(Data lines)

*-*-*

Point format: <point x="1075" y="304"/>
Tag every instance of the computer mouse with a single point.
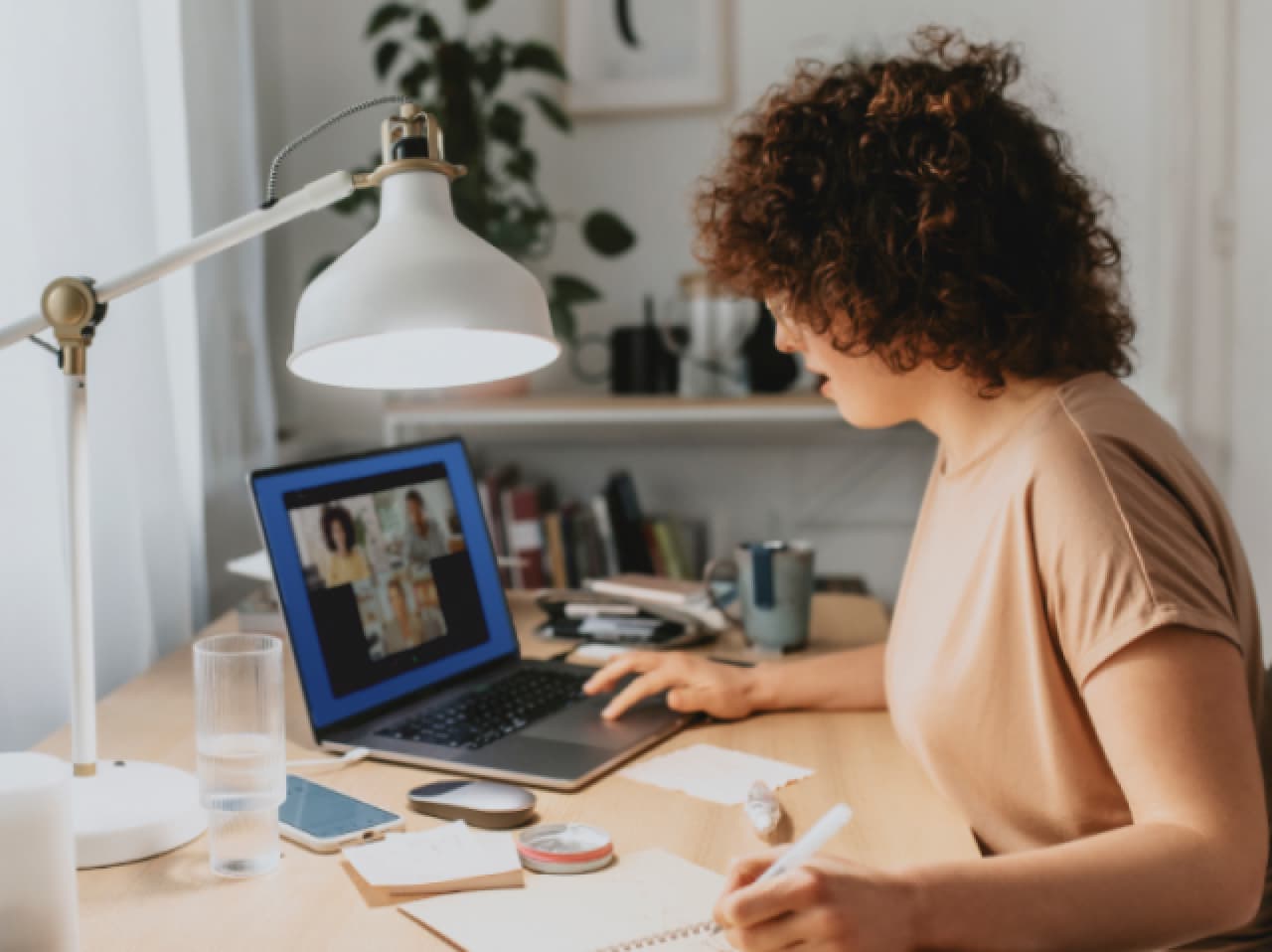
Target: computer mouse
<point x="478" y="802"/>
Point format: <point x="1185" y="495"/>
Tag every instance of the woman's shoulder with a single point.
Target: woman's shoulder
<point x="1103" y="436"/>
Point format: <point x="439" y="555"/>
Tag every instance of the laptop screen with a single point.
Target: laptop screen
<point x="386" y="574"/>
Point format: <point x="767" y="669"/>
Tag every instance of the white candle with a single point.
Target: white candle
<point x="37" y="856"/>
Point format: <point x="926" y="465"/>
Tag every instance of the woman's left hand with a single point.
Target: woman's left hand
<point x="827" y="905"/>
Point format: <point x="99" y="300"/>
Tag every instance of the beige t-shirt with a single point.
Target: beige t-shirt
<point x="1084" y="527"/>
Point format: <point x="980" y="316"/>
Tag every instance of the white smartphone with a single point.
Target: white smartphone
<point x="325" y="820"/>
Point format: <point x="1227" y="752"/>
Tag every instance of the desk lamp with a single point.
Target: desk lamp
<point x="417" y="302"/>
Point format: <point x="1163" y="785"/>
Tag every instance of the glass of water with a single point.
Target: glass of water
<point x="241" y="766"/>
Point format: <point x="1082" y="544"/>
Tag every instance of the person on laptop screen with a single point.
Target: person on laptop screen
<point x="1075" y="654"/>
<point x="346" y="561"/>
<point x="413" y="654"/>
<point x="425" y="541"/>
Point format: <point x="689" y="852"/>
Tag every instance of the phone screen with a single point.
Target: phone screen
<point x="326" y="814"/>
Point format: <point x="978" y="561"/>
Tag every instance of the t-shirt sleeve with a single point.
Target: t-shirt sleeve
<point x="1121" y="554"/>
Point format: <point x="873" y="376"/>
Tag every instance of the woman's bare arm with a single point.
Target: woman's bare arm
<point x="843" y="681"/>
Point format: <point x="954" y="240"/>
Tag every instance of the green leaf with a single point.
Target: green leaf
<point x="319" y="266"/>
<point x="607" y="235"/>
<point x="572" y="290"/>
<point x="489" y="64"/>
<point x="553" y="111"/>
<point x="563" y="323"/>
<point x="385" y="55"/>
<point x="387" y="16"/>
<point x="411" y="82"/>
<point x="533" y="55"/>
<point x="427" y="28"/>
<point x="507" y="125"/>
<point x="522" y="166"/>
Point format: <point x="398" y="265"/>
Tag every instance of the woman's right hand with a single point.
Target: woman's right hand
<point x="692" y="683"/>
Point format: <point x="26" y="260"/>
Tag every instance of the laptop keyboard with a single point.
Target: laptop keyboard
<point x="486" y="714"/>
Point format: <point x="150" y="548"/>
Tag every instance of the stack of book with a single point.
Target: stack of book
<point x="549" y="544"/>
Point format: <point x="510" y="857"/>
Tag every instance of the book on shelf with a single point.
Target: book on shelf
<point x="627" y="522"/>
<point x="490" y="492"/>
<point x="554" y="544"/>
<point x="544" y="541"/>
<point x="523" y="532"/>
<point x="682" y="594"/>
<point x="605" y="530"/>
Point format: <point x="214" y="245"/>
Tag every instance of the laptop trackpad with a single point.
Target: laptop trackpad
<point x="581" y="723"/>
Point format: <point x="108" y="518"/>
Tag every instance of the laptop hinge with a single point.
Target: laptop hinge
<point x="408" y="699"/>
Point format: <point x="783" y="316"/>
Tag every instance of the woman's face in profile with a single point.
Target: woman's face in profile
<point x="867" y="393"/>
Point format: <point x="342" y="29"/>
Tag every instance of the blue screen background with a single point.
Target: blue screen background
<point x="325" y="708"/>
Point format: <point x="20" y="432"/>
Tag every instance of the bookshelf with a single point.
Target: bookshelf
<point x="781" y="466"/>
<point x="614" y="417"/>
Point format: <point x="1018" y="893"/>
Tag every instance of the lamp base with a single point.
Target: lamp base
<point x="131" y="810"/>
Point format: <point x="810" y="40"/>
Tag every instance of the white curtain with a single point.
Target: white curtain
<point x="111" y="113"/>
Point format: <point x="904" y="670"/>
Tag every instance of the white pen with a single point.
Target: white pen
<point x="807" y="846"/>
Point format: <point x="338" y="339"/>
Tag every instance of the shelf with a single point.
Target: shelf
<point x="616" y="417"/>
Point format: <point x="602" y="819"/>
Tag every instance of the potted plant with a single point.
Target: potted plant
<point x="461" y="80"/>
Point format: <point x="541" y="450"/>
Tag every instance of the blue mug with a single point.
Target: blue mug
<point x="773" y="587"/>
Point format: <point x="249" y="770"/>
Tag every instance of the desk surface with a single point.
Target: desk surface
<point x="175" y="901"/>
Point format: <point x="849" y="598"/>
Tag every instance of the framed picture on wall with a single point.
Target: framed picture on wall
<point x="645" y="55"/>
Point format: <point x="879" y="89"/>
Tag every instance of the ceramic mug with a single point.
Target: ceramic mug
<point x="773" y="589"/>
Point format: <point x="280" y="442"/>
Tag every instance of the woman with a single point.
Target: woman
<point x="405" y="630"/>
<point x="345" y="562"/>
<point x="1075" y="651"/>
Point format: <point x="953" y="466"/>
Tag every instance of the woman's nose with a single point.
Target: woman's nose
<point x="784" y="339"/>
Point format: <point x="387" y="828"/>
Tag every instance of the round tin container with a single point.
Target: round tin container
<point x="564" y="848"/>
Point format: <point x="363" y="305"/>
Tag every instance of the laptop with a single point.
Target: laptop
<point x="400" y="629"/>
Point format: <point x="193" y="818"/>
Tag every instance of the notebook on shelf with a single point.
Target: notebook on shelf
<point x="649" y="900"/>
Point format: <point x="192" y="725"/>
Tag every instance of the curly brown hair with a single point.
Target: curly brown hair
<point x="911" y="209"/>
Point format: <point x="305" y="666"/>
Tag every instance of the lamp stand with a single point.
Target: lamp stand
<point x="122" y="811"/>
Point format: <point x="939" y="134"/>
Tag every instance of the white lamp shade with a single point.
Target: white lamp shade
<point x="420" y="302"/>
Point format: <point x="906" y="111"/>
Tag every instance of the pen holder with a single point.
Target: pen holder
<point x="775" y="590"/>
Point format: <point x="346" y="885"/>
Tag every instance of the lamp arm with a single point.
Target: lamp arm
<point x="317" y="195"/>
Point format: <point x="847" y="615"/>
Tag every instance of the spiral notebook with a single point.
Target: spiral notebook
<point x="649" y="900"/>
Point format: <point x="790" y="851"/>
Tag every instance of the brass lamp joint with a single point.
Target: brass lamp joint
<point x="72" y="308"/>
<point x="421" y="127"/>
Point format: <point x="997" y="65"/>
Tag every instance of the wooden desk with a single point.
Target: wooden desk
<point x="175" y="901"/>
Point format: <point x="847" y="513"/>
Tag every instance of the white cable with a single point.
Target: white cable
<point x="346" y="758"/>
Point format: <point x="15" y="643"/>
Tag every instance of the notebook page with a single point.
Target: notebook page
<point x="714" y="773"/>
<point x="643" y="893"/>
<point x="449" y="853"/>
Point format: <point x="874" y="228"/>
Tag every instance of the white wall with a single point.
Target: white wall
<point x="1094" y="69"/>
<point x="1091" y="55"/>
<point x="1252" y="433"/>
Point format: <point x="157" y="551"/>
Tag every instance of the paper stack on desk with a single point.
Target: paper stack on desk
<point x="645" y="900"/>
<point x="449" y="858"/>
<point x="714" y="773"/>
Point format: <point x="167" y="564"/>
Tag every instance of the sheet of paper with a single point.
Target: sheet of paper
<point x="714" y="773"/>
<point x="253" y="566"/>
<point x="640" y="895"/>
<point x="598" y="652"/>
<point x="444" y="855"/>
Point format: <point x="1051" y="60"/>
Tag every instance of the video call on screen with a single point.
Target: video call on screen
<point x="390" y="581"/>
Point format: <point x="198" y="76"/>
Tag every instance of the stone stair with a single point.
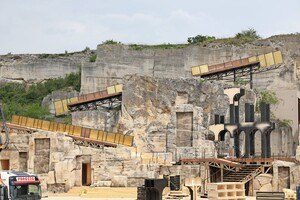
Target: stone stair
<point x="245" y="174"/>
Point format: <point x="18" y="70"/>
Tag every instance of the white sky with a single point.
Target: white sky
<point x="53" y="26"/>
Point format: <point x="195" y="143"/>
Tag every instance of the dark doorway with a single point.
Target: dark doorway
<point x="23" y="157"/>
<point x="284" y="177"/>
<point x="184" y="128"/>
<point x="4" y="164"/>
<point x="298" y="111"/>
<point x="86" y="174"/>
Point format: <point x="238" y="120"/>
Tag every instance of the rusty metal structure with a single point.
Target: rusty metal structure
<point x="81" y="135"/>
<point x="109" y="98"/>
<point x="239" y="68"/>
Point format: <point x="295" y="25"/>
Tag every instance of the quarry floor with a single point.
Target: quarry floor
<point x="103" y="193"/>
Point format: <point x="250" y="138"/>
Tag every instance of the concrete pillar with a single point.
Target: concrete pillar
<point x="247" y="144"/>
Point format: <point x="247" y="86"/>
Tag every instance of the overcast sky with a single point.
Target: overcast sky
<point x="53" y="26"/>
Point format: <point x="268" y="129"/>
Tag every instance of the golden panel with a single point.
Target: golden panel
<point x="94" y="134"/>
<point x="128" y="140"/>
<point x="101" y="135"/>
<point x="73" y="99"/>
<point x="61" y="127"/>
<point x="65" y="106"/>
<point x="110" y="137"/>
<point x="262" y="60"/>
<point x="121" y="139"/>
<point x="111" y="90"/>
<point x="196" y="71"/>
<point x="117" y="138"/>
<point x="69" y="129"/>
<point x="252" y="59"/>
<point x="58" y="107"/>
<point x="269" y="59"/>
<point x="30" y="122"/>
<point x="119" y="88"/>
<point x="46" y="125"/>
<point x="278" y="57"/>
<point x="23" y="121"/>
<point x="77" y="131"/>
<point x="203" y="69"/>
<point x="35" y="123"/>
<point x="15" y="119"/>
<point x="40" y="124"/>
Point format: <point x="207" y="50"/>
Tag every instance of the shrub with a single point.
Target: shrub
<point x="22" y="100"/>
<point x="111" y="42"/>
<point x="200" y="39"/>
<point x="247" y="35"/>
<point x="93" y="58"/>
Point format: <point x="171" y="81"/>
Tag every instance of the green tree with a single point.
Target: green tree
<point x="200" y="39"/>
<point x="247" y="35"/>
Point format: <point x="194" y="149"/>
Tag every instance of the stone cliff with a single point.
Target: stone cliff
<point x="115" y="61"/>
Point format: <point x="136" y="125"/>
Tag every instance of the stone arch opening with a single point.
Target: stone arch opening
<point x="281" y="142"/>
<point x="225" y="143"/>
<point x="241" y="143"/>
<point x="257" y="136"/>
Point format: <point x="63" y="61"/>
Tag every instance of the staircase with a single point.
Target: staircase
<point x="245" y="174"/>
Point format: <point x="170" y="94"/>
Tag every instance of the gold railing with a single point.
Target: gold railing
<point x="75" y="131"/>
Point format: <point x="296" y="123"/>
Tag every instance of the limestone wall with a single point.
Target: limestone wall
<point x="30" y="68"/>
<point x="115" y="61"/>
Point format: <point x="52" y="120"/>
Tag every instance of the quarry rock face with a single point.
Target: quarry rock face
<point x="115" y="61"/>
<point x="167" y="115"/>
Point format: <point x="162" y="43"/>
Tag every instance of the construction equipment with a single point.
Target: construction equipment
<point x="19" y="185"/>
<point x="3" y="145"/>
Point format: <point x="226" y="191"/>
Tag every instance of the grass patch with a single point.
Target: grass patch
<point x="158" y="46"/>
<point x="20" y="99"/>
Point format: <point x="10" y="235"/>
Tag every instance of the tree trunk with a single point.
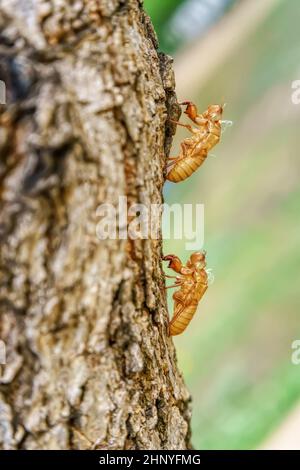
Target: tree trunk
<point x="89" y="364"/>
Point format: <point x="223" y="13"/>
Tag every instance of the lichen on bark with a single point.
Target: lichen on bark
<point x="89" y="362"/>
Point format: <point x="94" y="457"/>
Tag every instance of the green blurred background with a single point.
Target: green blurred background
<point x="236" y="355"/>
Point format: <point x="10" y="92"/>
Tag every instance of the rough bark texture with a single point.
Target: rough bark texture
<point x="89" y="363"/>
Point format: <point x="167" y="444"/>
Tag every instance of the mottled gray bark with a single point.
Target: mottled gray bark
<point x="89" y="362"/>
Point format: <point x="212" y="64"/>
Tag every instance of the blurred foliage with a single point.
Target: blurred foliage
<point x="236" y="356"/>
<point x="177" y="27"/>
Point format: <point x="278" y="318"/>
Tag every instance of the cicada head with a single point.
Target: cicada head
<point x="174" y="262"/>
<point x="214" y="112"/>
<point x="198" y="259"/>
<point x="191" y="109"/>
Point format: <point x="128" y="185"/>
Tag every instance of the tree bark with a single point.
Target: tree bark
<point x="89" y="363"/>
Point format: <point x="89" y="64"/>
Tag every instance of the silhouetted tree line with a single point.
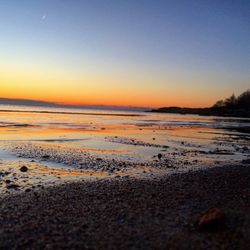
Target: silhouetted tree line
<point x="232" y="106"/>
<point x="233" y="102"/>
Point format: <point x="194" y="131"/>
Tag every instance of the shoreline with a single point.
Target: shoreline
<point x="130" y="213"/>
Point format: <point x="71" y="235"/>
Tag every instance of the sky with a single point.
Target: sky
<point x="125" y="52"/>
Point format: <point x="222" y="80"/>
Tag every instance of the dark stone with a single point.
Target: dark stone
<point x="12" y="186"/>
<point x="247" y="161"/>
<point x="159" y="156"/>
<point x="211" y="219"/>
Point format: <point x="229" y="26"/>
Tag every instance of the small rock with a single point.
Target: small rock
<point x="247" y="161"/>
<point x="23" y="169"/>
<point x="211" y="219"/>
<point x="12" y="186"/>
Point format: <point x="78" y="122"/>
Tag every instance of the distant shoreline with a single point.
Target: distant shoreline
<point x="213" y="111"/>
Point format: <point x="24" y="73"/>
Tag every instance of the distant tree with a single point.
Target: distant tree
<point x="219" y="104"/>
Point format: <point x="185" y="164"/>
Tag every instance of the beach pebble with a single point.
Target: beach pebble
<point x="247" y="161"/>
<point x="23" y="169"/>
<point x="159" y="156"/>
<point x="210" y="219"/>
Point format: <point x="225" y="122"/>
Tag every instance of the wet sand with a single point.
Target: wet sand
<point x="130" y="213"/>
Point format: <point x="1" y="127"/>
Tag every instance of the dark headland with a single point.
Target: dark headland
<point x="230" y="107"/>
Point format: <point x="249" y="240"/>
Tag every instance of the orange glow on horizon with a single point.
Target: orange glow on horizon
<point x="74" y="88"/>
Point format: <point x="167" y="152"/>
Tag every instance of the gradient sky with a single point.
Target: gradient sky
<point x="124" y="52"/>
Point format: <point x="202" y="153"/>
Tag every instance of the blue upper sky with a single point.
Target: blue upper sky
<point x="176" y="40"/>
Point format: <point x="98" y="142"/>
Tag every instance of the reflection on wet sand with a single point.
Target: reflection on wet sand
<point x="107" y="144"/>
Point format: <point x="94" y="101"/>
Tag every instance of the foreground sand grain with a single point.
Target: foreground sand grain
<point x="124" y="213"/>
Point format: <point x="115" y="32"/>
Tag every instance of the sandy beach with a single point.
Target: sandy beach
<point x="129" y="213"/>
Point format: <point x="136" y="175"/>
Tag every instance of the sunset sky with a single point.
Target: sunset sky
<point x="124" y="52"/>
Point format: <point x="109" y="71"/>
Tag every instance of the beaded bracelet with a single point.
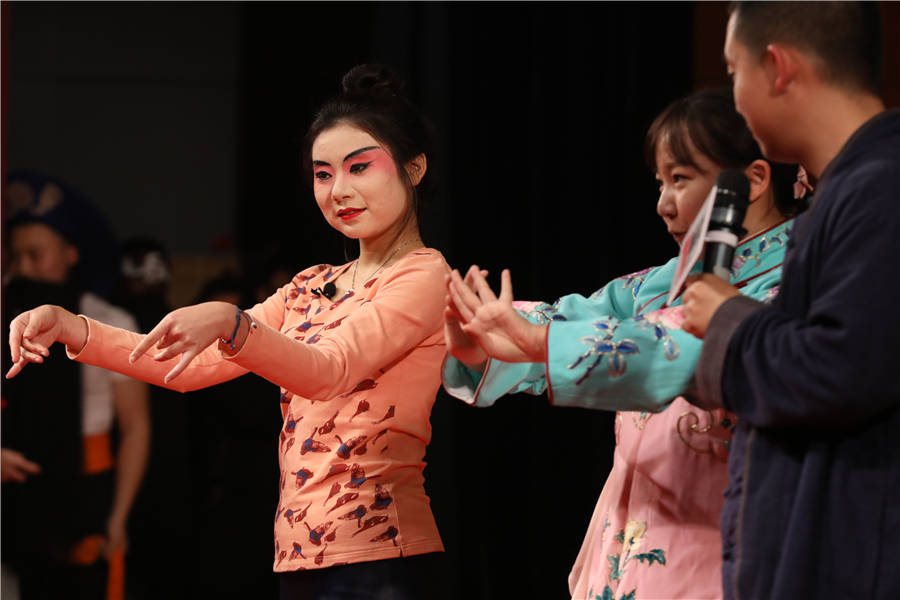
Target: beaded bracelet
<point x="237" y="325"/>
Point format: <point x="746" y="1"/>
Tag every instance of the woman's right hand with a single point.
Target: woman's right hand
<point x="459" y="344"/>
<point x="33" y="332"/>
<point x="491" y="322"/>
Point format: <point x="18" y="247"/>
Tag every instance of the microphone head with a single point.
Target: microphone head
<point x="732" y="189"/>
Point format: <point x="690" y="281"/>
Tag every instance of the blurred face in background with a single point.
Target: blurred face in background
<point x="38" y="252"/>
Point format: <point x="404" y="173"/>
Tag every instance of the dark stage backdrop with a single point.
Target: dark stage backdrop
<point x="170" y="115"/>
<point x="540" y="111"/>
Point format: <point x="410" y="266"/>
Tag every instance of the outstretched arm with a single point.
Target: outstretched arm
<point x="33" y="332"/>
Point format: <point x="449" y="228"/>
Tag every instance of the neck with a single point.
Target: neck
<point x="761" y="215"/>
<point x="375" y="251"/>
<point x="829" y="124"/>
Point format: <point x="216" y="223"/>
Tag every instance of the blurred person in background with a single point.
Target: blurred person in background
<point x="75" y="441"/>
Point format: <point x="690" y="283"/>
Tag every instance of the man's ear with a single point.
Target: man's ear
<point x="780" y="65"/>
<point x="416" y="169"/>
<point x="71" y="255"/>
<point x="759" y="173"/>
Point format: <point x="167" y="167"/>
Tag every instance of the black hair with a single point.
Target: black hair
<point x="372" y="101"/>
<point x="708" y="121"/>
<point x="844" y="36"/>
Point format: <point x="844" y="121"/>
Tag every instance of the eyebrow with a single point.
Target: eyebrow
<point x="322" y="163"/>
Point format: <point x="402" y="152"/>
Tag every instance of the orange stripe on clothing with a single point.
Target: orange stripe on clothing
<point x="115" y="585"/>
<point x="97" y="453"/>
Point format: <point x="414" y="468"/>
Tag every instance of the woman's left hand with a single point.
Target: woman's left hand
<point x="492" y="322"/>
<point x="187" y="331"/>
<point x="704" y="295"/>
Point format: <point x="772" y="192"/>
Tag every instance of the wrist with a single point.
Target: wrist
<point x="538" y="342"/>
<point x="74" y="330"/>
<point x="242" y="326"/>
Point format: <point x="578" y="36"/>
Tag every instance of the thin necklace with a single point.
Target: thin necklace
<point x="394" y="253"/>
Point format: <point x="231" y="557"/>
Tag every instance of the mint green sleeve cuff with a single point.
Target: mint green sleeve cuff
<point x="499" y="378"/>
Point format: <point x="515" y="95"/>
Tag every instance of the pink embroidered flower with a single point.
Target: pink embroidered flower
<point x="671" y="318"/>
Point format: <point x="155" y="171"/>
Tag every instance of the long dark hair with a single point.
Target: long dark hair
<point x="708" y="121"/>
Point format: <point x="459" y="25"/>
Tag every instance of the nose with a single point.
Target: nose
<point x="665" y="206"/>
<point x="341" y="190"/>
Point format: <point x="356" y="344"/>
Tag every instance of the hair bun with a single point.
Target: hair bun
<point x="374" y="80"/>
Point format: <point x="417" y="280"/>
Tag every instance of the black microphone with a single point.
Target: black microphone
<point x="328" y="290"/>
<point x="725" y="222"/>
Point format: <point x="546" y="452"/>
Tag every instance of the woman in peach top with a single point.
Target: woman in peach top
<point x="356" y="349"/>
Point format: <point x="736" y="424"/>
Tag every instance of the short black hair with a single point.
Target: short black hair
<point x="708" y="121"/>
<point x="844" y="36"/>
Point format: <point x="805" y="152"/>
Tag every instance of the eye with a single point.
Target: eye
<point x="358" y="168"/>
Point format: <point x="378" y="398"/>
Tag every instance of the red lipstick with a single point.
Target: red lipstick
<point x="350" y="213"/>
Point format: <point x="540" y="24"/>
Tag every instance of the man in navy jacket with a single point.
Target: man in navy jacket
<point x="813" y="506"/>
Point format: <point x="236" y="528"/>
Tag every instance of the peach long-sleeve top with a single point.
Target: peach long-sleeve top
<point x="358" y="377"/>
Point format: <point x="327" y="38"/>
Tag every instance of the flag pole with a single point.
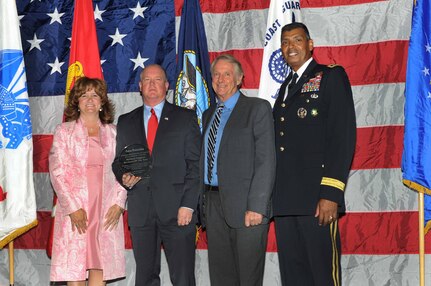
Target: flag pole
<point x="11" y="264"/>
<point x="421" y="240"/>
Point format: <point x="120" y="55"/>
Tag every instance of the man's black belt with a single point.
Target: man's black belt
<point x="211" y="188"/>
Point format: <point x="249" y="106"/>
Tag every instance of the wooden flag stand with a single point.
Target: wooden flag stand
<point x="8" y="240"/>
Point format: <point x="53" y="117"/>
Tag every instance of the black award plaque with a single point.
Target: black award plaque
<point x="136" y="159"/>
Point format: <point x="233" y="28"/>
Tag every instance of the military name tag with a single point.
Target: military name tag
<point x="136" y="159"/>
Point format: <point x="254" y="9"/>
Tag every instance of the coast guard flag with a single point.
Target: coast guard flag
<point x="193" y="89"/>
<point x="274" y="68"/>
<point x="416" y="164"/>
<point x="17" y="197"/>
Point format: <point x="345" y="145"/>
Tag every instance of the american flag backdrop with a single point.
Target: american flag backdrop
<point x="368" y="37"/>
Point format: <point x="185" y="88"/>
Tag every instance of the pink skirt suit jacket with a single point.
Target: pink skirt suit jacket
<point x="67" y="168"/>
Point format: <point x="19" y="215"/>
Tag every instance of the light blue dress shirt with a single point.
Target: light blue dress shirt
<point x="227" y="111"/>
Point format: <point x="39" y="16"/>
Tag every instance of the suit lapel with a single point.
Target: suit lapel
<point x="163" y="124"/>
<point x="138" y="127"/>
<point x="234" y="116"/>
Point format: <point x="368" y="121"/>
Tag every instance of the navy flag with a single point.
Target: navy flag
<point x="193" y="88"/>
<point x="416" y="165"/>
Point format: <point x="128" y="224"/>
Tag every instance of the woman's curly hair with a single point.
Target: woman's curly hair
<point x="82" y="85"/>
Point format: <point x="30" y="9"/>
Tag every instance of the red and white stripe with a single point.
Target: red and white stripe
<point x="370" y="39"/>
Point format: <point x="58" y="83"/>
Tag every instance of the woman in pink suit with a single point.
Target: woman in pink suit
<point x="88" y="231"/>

*-*-*

Given request
Pick out each line of the material above that contains the string "long", copying every such line in full.

Complete answer
Tag every instance of the long dark hair with a single point.
Target: long dark hair
Tag every instance of the peach long-sleeve top with a single point.
Target: peach long-sleeve top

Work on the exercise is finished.